>> begin Working data

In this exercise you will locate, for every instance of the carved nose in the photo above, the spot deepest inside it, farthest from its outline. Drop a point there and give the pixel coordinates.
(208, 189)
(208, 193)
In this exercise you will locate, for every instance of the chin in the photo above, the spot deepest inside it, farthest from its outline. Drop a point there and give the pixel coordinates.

>> end Working data
>> begin Working data

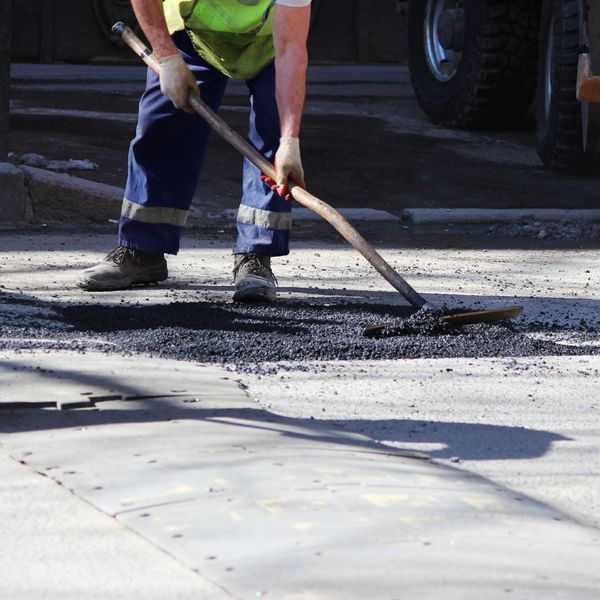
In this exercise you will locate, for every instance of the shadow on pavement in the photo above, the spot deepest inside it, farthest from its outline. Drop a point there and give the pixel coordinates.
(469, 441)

>> end Working data

# Goal:
Copy out each line of the records above that contains the string "pavement".

# The completed task:
In this exercise you will locate, for every instance of the shadow on pavement in the photo above, the spot deepest inside it, farthest from its outline. Drop a point there and give the pixel coordinates.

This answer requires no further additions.